A couple of days after Christmas Father Robert Sirico reminds us not to despair. The Big Fella plays for us.
— Gary Wolfram (@Gary_Wolfram) November 5, 2019
Father Sirico: The days leading up to Christmas—even in the midst of a pandemic—are a blur of social and commercial activity.
But the fact of the matter is that Christmas doesn’t begin until Christmas day. Try this at your holiday gathering: ask folks if the 12 days of Christmas come before December 25 or after. Much of this speaks to the continuing secularization of an essentially religious day.
To be sure, people in the pews will hear, as many do each year, sermons decrying the “materialism” of this season. And while those homilists seem to have the right moral intentions, there is something that even the most devout proponents of Christmas may be overlooking—having to do precisely with the material dimension of Christmas.
Christmas is also known as the Feast of the Incarnation—which literally means the enfleshment of the one who is “God with us”—Emmanuel, or Jesus Christ. This celebration’s deepest theological meaning is the reiteration of the goodness of the material world that came forth in the creation “from nothing” by the command of almighty God in the first place. It can be described as the re-embrace of this physical world by the Creator through the coming of his Son as one of us in everything but sin.
That concept set in motion a significant trajectory in the history of ideas. The religion it initiated is not an abstract one; it’s a concrete one. Not a grace offered “bye and bye, in the sky.” It is not some messianic version of E.T., who comes from another planet to save an alien people from themselves.

──────────────────────────────

Tasks and exercises:
**a)** Can you extract, word for word, the portion of the Christmas text that opens with the words containing "But the fact" and closes with "dimension of Christmas."?
**b)** How would the Christmas text carry on after its last sentence? Extend it from that point.

──────────────────────────────

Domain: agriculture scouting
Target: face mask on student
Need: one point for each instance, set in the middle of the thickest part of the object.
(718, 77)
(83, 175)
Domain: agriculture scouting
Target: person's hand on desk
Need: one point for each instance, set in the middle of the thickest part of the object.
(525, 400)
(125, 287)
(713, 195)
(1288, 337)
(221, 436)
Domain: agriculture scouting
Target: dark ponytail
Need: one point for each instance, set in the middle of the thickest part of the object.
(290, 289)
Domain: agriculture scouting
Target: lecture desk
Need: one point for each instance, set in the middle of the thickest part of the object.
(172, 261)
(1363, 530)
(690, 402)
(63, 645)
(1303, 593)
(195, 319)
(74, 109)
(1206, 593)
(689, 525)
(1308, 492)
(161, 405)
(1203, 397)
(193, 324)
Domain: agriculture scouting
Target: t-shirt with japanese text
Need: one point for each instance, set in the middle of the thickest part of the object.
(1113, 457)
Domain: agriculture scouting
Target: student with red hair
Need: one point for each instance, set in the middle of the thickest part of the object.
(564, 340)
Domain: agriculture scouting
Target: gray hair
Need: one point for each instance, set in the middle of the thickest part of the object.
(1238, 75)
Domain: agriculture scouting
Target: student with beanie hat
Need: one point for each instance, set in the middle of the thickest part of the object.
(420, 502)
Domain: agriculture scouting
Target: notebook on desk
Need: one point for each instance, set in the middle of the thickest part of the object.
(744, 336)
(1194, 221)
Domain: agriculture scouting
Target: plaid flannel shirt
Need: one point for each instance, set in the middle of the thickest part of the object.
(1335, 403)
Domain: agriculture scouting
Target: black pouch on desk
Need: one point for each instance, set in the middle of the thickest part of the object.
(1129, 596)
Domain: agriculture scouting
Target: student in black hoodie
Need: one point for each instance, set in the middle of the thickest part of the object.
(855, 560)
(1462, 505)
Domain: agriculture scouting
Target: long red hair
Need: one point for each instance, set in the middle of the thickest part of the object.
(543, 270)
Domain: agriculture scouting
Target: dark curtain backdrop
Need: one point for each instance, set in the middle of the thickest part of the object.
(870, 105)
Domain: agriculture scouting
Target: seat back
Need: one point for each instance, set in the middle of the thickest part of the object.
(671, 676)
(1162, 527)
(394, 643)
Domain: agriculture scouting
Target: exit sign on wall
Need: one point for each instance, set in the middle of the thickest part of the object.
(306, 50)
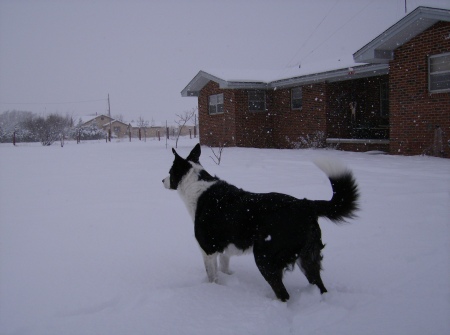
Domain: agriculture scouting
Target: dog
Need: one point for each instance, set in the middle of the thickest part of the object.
(281, 230)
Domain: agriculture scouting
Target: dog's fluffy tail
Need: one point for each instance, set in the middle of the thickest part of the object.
(344, 202)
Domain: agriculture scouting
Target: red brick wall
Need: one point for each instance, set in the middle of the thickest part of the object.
(414, 112)
(366, 93)
(290, 125)
(219, 129)
(253, 129)
(325, 109)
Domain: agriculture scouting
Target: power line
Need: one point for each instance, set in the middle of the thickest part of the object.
(312, 33)
(51, 103)
(334, 33)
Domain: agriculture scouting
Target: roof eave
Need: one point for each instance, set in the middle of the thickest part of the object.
(361, 71)
(381, 49)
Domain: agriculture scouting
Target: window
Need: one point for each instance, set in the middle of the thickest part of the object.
(384, 99)
(256, 101)
(296, 98)
(439, 73)
(215, 104)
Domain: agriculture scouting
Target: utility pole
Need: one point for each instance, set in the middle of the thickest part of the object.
(109, 114)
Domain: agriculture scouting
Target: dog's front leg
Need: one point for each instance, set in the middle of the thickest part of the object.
(210, 266)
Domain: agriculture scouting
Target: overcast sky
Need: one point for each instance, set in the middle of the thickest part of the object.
(67, 56)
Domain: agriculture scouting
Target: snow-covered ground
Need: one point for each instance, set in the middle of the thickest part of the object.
(91, 243)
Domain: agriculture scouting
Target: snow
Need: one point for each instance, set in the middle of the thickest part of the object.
(92, 243)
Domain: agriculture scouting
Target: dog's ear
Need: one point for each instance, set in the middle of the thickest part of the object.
(194, 156)
(175, 153)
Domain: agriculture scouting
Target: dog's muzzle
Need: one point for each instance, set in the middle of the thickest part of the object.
(166, 182)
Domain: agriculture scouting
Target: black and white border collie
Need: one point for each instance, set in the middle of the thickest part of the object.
(280, 229)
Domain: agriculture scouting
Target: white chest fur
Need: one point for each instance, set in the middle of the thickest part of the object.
(190, 189)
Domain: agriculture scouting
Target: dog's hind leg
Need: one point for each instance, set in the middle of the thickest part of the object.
(310, 264)
(210, 266)
(224, 263)
(271, 272)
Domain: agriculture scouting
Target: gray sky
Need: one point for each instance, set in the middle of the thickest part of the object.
(66, 56)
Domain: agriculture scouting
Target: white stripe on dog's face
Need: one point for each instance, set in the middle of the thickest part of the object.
(166, 182)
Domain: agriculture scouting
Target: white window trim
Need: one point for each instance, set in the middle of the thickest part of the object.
(215, 104)
(441, 72)
(292, 98)
(257, 110)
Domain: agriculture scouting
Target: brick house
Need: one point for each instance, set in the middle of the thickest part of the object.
(393, 95)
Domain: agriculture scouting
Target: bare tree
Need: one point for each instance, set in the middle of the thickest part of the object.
(142, 124)
(119, 117)
(182, 120)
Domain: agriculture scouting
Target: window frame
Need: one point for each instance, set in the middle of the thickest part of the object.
(217, 104)
(253, 102)
(300, 88)
(436, 73)
(384, 97)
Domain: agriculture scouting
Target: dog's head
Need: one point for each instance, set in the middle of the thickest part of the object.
(181, 167)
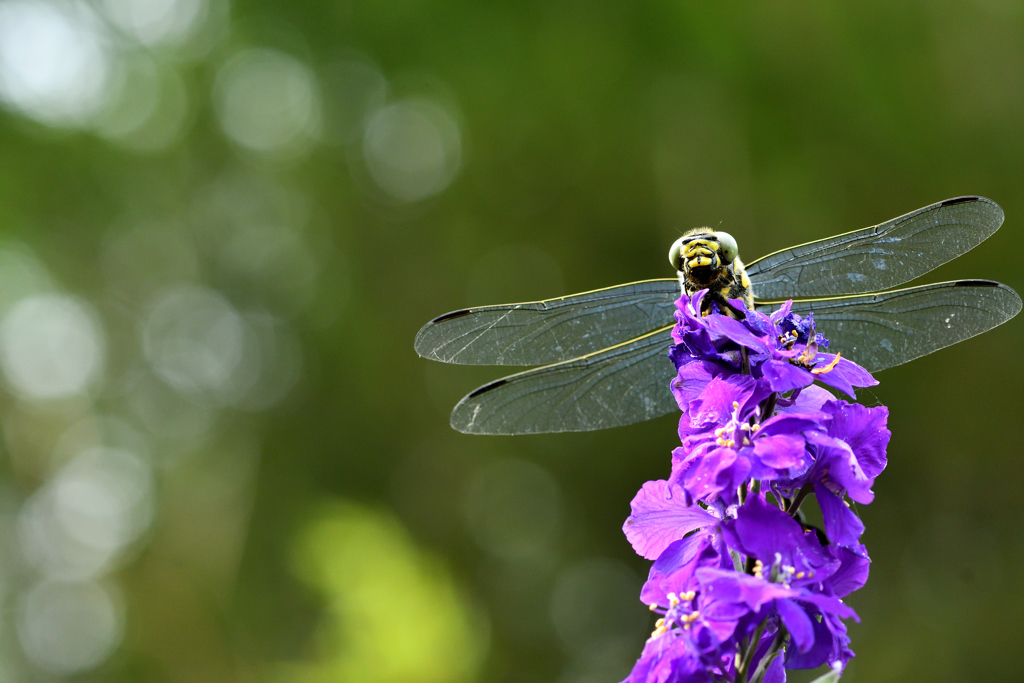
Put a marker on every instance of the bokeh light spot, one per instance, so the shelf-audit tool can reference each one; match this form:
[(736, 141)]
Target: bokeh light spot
[(75, 526), (266, 100), (195, 340), (50, 347), (413, 148), (155, 22), (54, 65), (66, 628)]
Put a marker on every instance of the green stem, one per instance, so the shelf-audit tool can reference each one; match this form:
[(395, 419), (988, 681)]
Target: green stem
[(773, 651), (798, 499)]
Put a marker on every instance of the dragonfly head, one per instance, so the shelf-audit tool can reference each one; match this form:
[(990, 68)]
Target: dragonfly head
[(702, 250)]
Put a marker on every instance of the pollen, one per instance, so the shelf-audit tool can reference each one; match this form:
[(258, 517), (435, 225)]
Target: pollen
[(826, 369)]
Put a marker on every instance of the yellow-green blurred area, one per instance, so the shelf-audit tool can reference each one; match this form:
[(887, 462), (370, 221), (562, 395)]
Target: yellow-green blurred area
[(221, 224)]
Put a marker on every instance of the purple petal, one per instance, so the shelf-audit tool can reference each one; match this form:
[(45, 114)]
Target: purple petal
[(782, 452), (673, 571), (660, 516), (817, 653), (811, 399), (736, 332), (720, 470), (782, 376), (691, 380), (864, 430), (843, 469), (844, 376), (764, 531), (827, 604), (842, 526), (775, 672), (798, 623), (728, 586), (715, 402), (853, 570)]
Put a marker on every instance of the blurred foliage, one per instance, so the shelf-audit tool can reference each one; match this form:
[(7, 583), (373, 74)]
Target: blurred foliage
[(372, 165)]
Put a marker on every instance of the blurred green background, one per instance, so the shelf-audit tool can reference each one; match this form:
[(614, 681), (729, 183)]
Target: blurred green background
[(223, 224)]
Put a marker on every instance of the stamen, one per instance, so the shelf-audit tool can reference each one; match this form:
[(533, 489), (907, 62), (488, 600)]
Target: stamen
[(826, 369)]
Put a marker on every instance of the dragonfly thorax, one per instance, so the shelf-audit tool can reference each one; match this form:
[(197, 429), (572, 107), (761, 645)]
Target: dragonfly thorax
[(710, 260)]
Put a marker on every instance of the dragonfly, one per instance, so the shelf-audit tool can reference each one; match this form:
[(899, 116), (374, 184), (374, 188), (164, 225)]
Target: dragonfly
[(602, 354)]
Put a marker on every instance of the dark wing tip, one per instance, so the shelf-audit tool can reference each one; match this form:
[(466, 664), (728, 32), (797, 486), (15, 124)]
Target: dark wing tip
[(421, 343), (962, 200), (1011, 299), (985, 205), (453, 314), (486, 387), (977, 283)]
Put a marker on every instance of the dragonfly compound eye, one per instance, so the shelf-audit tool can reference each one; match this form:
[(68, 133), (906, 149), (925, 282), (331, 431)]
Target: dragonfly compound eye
[(728, 245), (675, 254)]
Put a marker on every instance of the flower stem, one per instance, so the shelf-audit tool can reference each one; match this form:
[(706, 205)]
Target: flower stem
[(749, 651), (798, 499), (773, 651)]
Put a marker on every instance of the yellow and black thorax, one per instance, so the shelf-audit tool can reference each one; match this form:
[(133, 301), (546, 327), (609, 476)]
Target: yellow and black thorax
[(709, 259)]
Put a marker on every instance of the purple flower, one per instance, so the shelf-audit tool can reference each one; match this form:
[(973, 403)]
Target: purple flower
[(660, 516), (782, 347), (848, 457), (724, 442), (736, 579)]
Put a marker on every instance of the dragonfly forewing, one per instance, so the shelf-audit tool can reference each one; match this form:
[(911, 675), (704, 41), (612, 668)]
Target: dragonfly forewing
[(545, 332), (877, 258), (880, 331), (619, 386)]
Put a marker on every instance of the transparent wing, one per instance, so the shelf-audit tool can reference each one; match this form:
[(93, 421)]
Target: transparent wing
[(617, 386), (878, 258), (880, 331), (544, 332)]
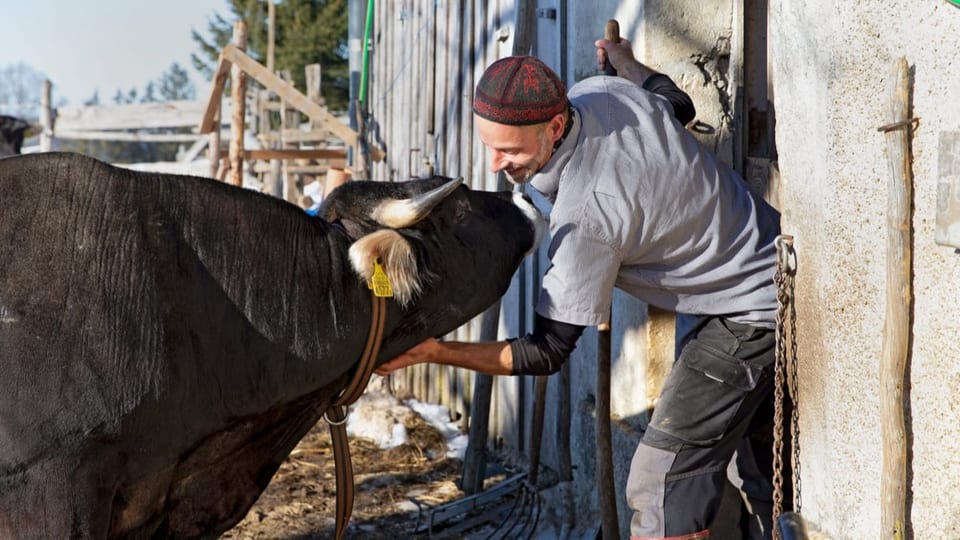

──────────────────────────────

Replies:
**a)**
But the fact of the matter is that Christmas doesn’t begin until Christmas day. Try this at your holiday gathering: ask folks if the 12 days of Christmas come before December 25 or after. Much of this speaks to the continuing secularization of an essentially religious day.
To be sure, people in the pews will hear, as many do each year, sermons decrying the “materialism” of this season. And while those homilists seem to have the right moral intentions, there is something that even the most devout proponents of Christmas may be overlooking—having to do precisely with the material dimension of Christmas.

**b)**
On the contrary, this is one “who comes to his own,” born of a daughter of Eve—”blessed among women”—who is herself a pure, uncontaminated Ark of the Covenant in which is contained the very glory of God. It is through her very human agency that he tabernacles himself among us, as the prologue of St. John’s Gospel tell us. In this action, God reclaims the whole of human activity so that every concern of humanity is also his personal concern: Every misery, every joy, every hope, every enterprise is his own. It might even be said that God has a dog in our fight.
This thoroughgoing embrace of the world means that everything about the human story—culture, literature, music, architecture, finance, or any other endeavor—can become the occasion for an encounter with God. The meaning of the Incarnation is that it is not just in a manger that Christ is to be found, but in every computer screen, in laboratories, in department stores, in spaceships, on the floors of stock exchanges, and even—surprise, surprise—on the floor of Congress…
All of this accounts for the monumental contribution Christianity has made to the history of ideas, in science, in medical care, in enterprise, and more. This, in turn, puts a great burden on those who profess the name Christian to assume their day-to-day work not merely as a utilitarian preoccupation, but as a transcendent calling—a vocation. If Christ is really Emmanuel, then he must be with us in this time and place.